(Point placement records)
* * *

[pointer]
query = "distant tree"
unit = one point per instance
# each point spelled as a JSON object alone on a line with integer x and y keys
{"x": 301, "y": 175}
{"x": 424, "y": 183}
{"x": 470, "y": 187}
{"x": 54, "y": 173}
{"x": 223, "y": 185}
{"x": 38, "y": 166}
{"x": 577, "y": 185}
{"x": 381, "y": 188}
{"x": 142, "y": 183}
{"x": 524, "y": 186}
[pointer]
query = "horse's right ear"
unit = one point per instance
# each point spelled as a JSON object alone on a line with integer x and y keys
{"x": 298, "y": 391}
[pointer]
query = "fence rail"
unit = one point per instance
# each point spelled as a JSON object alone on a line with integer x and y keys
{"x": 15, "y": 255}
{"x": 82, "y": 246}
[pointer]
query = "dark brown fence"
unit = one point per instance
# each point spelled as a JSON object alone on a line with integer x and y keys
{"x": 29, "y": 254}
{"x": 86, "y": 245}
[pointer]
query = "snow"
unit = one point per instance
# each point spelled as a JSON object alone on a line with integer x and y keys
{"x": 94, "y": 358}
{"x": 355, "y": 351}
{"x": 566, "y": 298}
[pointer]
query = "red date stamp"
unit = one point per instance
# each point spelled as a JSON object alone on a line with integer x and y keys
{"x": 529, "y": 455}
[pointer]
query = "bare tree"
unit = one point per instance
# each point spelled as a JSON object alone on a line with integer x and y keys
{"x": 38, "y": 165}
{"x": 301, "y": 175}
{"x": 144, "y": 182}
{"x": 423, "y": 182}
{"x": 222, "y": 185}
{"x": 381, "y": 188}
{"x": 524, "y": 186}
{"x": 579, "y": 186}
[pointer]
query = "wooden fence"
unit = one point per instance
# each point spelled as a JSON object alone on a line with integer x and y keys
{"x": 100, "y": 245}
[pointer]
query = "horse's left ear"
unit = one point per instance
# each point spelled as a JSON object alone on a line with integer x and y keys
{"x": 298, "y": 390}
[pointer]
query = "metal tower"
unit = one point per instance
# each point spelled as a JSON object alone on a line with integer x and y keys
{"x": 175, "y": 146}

* * *

From the records above, extract every line exactly as it stands.

[pointer]
query = "distant tree"
unit = one point per instance
# each point spelled as a JSON object alone on a line with integer x and y keys
{"x": 301, "y": 175}
{"x": 424, "y": 183}
{"x": 470, "y": 187}
{"x": 54, "y": 173}
{"x": 223, "y": 185}
{"x": 38, "y": 166}
{"x": 577, "y": 185}
{"x": 381, "y": 188}
{"x": 142, "y": 183}
{"x": 524, "y": 186}
[pointer]
query = "horse's right ear"
unit = one point per instance
# each point spelled as a JSON object alone on a line with integer x and y keys
{"x": 298, "y": 391}
[pointer]
query = "fence rail"
unit = one point per instance
# each point spelled as a JSON object alone on a line with integer x and y keys
{"x": 15, "y": 255}
{"x": 82, "y": 246}
[pointer]
query = "dark brown fence"
unit = one point per instance
# each point spelled as a JSON object alone on a line with integer x and y keys
{"x": 29, "y": 254}
{"x": 86, "y": 245}
[pointer]
query = "snow"
unit = one point per instance
# each point spelled as a JSON object alone on a line with integer x and y keys
{"x": 94, "y": 358}
{"x": 355, "y": 351}
{"x": 566, "y": 298}
[pointer]
query = "red date stamp"
unit = one point per instance
# each point spelled as a JSON object alone on a line with integer x and y keys
{"x": 529, "y": 455}
[pointer]
query = "bare tree"
unit = one point per instance
# each point spelled as a JSON object alone on a line with integer x and y keys
{"x": 38, "y": 165}
{"x": 301, "y": 175}
{"x": 144, "y": 182}
{"x": 423, "y": 182}
{"x": 222, "y": 185}
{"x": 381, "y": 188}
{"x": 524, "y": 186}
{"x": 579, "y": 186}
[pointer]
query = "wooden fence"
unit = one point per instance
# each point spelled as a JSON object alone on a line with integer x and y keys
{"x": 100, "y": 245}
[pointer]
query = "horse's left ear"
unit = one point per instance
# each point spelled as a JSON object alone on a line with integer x and y keys
{"x": 298, "y": 390}
[pointer]
query = "metal tower"
unit = one point per instance
# each point spelled as a JSON object alone on a line with integer x and y keys
{"x": 175, "y": 146}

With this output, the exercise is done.